— Work to do —
Reproduce the following records line for line without changing anything, and omit the pictures from your answer.

========================================

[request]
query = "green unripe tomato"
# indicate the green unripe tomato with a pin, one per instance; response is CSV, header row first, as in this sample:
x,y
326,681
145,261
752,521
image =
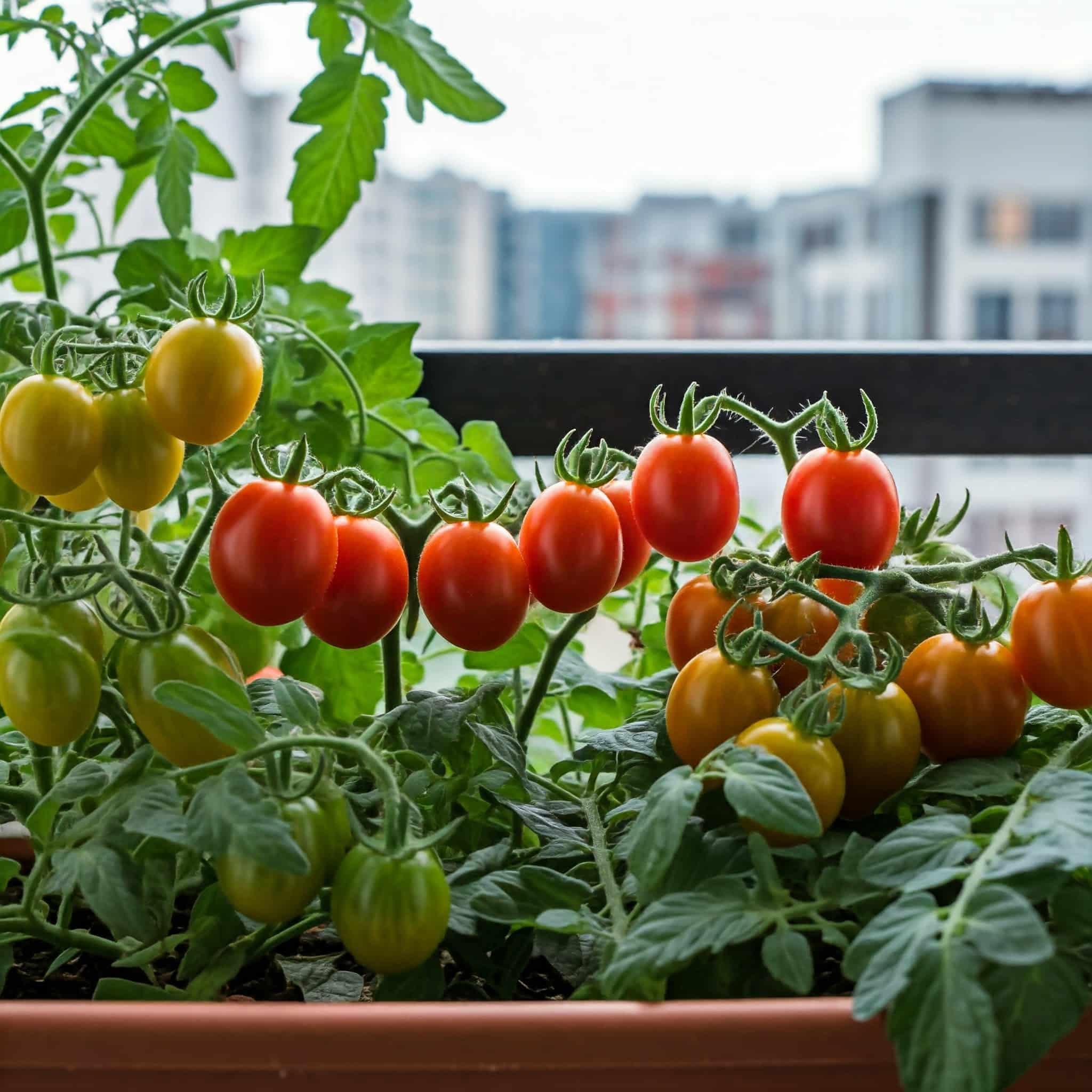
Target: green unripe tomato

========================================

— Written solution —
[request]
query = "green unripe tomato"
# indicate the green unripe tomato with a pin, one per instance; response is CSV, header row first, as in this sample:
x,y
326,681
145,261
752,521
image =
Target: green unripe tomato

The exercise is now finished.